▶ **Source material**
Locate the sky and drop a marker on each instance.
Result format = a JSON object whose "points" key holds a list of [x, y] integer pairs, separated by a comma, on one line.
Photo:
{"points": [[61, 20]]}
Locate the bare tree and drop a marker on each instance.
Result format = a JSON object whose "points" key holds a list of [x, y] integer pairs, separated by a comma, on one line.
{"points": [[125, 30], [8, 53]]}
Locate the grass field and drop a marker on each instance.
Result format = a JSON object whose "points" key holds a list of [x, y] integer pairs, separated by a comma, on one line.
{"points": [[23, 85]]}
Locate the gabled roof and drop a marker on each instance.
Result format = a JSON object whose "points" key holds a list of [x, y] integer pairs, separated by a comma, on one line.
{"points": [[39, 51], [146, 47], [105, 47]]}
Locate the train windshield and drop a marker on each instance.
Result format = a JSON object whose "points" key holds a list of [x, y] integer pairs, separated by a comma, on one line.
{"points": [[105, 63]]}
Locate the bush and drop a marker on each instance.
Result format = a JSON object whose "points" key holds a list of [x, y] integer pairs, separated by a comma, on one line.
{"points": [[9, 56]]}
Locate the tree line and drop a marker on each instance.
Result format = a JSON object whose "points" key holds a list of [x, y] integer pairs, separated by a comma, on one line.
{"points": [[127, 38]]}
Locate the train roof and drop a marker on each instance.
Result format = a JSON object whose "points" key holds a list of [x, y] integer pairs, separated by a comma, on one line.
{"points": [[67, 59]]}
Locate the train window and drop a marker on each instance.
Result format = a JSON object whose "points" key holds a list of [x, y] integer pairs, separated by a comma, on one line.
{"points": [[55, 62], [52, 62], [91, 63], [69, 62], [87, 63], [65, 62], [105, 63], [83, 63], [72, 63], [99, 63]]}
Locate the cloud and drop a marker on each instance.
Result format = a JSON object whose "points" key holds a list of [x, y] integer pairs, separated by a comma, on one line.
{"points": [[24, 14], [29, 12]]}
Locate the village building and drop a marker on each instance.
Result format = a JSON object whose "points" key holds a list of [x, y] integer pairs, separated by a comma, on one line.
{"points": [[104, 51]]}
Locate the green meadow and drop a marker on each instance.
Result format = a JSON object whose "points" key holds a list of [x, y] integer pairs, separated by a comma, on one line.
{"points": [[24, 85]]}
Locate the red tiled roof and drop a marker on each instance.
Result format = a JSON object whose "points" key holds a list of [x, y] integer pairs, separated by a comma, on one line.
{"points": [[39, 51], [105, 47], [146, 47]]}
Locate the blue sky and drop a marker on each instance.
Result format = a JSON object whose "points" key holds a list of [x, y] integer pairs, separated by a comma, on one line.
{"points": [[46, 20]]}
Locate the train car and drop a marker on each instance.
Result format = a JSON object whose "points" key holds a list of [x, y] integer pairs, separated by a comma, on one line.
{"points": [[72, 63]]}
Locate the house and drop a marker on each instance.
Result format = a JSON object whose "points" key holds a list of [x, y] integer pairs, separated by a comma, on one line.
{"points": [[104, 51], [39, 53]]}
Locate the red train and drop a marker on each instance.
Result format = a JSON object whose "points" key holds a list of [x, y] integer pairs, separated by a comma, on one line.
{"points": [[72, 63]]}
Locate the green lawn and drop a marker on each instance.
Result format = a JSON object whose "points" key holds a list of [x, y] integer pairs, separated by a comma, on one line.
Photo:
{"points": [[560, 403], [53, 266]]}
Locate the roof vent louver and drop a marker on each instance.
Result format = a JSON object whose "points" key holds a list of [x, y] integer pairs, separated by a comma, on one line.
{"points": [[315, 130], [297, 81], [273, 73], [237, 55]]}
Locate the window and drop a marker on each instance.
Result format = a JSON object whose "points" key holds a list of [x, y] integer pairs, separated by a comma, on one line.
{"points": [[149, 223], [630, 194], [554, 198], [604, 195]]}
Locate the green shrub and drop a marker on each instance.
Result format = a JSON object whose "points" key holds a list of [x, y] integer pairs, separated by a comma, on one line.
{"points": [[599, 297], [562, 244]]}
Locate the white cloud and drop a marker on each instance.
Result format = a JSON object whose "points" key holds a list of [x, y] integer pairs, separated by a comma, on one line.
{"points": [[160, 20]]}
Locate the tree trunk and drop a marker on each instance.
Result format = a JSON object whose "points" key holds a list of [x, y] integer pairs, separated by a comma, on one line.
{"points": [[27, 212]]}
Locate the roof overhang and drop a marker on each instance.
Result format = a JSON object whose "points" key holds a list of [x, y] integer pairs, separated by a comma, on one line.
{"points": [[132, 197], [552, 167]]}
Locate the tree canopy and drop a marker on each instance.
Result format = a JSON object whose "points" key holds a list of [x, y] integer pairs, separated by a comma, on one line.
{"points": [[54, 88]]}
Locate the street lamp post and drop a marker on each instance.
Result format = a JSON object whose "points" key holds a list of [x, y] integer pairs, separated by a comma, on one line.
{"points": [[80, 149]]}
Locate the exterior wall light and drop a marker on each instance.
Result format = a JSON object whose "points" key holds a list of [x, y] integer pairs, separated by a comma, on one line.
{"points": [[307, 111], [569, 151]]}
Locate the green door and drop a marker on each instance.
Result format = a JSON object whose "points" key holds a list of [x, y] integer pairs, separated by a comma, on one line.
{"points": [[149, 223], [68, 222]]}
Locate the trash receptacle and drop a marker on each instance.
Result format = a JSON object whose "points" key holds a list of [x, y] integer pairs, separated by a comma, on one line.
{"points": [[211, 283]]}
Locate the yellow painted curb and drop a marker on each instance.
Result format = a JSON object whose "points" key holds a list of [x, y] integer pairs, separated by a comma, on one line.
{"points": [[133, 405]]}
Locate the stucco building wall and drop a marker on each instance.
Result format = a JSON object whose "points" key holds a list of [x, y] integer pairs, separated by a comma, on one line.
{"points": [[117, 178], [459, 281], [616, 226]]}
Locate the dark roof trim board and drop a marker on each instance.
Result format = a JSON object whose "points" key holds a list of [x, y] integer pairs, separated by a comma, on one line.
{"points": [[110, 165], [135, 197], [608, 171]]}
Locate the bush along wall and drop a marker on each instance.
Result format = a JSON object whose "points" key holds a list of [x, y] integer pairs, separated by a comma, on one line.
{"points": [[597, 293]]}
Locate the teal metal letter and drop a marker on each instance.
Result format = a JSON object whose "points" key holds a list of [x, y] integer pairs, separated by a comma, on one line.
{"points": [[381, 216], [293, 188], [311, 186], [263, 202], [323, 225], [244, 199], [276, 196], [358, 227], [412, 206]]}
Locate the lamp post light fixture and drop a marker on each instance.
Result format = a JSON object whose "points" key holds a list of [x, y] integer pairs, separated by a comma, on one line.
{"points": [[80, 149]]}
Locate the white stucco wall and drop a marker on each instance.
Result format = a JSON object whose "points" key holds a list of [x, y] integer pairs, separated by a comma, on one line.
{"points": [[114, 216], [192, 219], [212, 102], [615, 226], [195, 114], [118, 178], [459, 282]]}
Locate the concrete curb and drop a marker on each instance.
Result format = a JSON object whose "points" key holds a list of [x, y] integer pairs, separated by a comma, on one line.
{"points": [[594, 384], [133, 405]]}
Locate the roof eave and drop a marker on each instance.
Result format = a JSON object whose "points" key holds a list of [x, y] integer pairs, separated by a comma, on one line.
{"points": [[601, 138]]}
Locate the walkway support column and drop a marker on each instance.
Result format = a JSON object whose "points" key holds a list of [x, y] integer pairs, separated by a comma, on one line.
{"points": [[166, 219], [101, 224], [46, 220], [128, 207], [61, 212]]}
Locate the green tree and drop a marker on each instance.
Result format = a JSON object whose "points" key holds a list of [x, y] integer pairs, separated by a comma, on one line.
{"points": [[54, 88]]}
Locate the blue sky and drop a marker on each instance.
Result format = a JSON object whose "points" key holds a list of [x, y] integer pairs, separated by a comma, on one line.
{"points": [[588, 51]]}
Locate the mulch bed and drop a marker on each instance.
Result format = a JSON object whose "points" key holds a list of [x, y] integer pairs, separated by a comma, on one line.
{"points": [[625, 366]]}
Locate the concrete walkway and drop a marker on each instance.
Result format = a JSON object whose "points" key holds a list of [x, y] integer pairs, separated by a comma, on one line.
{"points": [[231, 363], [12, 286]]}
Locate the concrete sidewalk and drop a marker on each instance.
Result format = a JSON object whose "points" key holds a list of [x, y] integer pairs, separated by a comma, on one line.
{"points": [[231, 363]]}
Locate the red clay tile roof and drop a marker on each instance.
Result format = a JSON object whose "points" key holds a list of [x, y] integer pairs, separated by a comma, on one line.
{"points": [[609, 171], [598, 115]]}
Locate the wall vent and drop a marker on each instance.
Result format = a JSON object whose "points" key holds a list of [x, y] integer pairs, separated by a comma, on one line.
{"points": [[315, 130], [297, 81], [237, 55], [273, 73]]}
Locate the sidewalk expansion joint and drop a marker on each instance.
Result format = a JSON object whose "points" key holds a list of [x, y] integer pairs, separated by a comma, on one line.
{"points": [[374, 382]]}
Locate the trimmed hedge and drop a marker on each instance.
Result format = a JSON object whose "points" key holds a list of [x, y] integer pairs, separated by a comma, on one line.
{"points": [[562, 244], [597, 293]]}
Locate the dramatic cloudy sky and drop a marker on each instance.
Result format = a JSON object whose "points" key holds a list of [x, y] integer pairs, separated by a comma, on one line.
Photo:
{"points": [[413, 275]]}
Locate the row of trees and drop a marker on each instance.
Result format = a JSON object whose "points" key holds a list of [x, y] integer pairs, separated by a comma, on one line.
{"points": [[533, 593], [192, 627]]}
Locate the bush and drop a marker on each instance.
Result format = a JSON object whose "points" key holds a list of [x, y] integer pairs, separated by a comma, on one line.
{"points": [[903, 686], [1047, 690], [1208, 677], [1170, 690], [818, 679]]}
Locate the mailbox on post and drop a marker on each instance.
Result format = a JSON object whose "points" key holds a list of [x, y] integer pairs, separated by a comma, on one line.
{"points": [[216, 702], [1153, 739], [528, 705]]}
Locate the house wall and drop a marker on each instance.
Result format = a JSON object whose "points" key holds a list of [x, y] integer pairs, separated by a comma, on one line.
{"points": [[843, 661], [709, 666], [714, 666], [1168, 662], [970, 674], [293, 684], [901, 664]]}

▶ **Goal**
Output the lines from the line containing "Locate the concrete sidewalk" to the end, both included; add nothing.

▶ **Worked solution**
Locate the concrete sidewalk and drop a marker on each instance.
Result format = a JSON object whose "points" key holds a list of [x, y] integer pairs, separated by a comma, on one line.
{"points": [[231, 363]]}
Locate the red clay tile roof and drop a marker on each instance.
Result format = a JSON object whose "points" key holds a list of [x, y] integer pairs, separated by a comma, on one line.
{"points": [[609, 171], [598, 115]]}
Locate the wall vent and drop a marker on each instance.
Result format = a JSON object whose "points" key holds a list of [x, y] integer pairs, separated by a comma, on one line.
{"points": [[315, 130], [297, 81], [237, 55], [273, 73]]}
Locate the sidewalk expansion joint and drop a marker on each instance.
Result format = a JSON object whose "points" key holds a list of [x, y] integer pairs, separated by a comma, on one line.
{"points": [[374, 382]]}
Locate the trimmed hedge and drop a marker on each instance.
Result format = a JSON object whose "points" key holds a list of [x, y] integer pairs, separated by a comma, on one line.
{"points": [[562, 244], [597, 293]]}
Locate the dramatic cloudy sky and drop a marker on each instance.
Result format = a JSON object whose "points" key holds a list of [x, y] integer pairs, separated by a comma, on one line.
Photo:
{"points": [[413, 275]]}
Locate the row of trees and drop a marker on each instance.
Result format = a JSON object whose "points" key holds a list of [x, y] integer pairs, separated by a comma, on one line.
{"points": [[533, 593], [192, 627]]}
Locate the bush and drop a marker on each instance.
Result format = a JSON object whose "points" key holds a list of [x, y] integer pairs, separated by a comma, on one line.
{"points": [[903, 686], [1047, 690], [1208, 677], [1170, 690], [818, 679]]}
Locate the mailbox on post and drop a marker on each instance.
Result format = a JSON object whose "points" key holds a list of [x, y] integer pairs, separated by a comma, on one line.
{"points": [[216, 702], [1153, 739], [528, 705]]}
Locate the house wall and drop a marker on each instance.
Result format = a JSON object whose "points" key holds a list of [x, y] integer pairs, separated by a comma, on one line.
{"points": [[843, 661], [709, 666], [714, 666], [1168, 662], [970, 674], [293, 684], [901, 664]]}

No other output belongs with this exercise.